**Data excerpts**:

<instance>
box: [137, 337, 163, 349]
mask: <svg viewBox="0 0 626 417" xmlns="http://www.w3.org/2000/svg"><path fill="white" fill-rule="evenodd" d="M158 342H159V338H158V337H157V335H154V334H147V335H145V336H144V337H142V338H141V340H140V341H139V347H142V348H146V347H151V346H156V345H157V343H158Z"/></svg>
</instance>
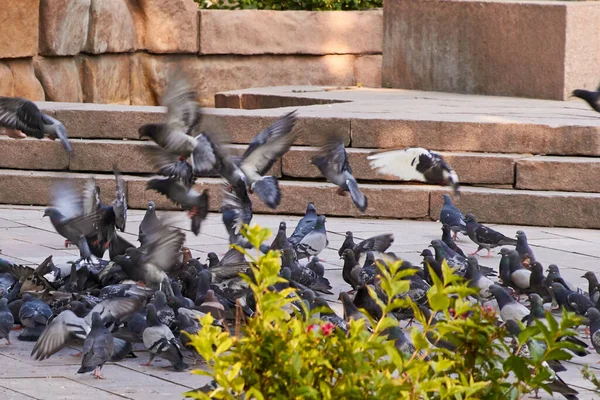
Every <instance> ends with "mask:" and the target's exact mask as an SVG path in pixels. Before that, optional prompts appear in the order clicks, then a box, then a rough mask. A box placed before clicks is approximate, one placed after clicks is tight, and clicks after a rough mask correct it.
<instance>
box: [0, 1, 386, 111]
mask: <svg viewBox="0 0 600 400" xmlns="http://www.w3.org/2000/svg"><path fill="white" fill-rule="evenodd" d="M4 3H5V4H4ZM2 8H3V9H2V12H0V95H4V96H22V97H27V98H30V99H32V100H46V101H60V102H89V103H109V104H133V105H156V104H157V102H158V100H159V99H160V97H161V96H162V93H163V90H164V85H165V79H166V77H167V75H168V72H169V69H170V68H172V67H173V66H180V67H182V68H183V69H184V70H187V71H188V72H189V73H190V75H191V76H192V77H193V79H195V83H196V85H197V87H198V89H199V91H200V93H201V98H200V99H199V101H200V102H201V103H202V105H205V106H212V105H214V95H215V94H216V93H217V92H219V91H226V90H235V89H242V88H247V87H261V86H278V85H309V84H312V85H340V86H354V85H363V86H366V87H380V86H381V57H382V56H381V48H382V41H383V39H382V35H383V15H382V10H373V11H365V12H362V11H357V12H307V11H285V12H276V11H219V10H214V11H213V10H210V11H209V10H203V11H198V9H197V5H196V3H194V1H193V0H4V1H3V7H2Z"/></svg>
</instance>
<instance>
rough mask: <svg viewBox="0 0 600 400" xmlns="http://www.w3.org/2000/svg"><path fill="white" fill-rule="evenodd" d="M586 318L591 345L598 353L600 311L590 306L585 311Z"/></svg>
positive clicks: (598, 350)
mask: <svg viewBox="0 0 600 400" xmlns="http://www.w3.org/2000/svg"><path fill="white" fill-rule="evenodd" d="M585 316H586V317H587V318H588V321H589V327H590V337H591V338H592V345H593V346H594V349H595V350H596V352H597V353H598V354H600V311H598V310H597V309H595V308H590V309H588V310H587V312H586V313H585Z"/></svg>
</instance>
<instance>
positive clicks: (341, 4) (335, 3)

**What to work on**: Your copy should hold only the lines above from the one containing "box: [137, 337, 163, 349]" through the one containing "rough mask: <svg", exactly as written and free of pictures.

**Exercise response**:
box: [137, 337, 163, 349]
mask: <svg viewBox="0 0 626 417" xmlns="http://www.w3.org/2000/svg"><path fill="white" fill-rule="evenodd" d="M158 342H159V338H158V337H157V335H154V334H147V335H145V336H144V337H142V338H141V340H140V341H139V347H142V348H146V347H151V346H156V345H157V343H158Z"/></svg>
</instance>
Every <instance> ends with "mask:" and the target's exact mask as an SVG path in pixels. Before that, optional prompts appear in the order clicks, then a box, then a rough mask. A box placed before clicks is approximate, one placed after clicks is tight, and clicks after a rough mask correct it.
<instance>
box: [0, 1, 386, 111]
mask: <svg viewBox="0 0 600 400" xmlns="http://www.w3.org/2000/svg"><path fill="white" fill-rule="evenodd" d="M4 3H5V4H4ZM2 8H3V9H2V12H0V95H4V96H22V97H27V98H30V99H32V100H46V101H60V102H89V103H109V104H133V105H156V104H157V102H158V100H159V99H160V97H161V96H162V93H163V90H164V85H165V79H166V77H167V75H168V72H169V69H170V68H172V67H173V66H180V67H182V68H183V69H184V70H187V71H188V72H189V73H190V75H191V76H192V77H193V79H195V83H196V85H197V87H198V89H199V91H200V93H201V98H200V99H199V101H200V102H201V103H202V105H205V106H212V105H214V95H215V94H216V93H217V92H219V91H226V90H235V89H242V88H247V87H261V86H278V85H309V84H312V85H340V86H354V85H363V86H366V87H380V86H381V57H382V56H381V48H382V41H383V39H382V35H383V15H382V10H373V11H365V12H362V11H357V12H307V11H285V12H276V11H219V10H214V11H213V10H210V11H209V10H203V11H198V9H197V5H196V3H194V1H193V0H4V1H3V7H2Z"/></svg>
</instance>
<instance>
rough mask: <svg viewBox="0 0 600 400" xmlns="http://www.w3.org/2000/svg"><path fill="white" fill-rule="evenodd" d="M586 318L591 345L598 353L600 311L590 306L585 311Z"/></svg>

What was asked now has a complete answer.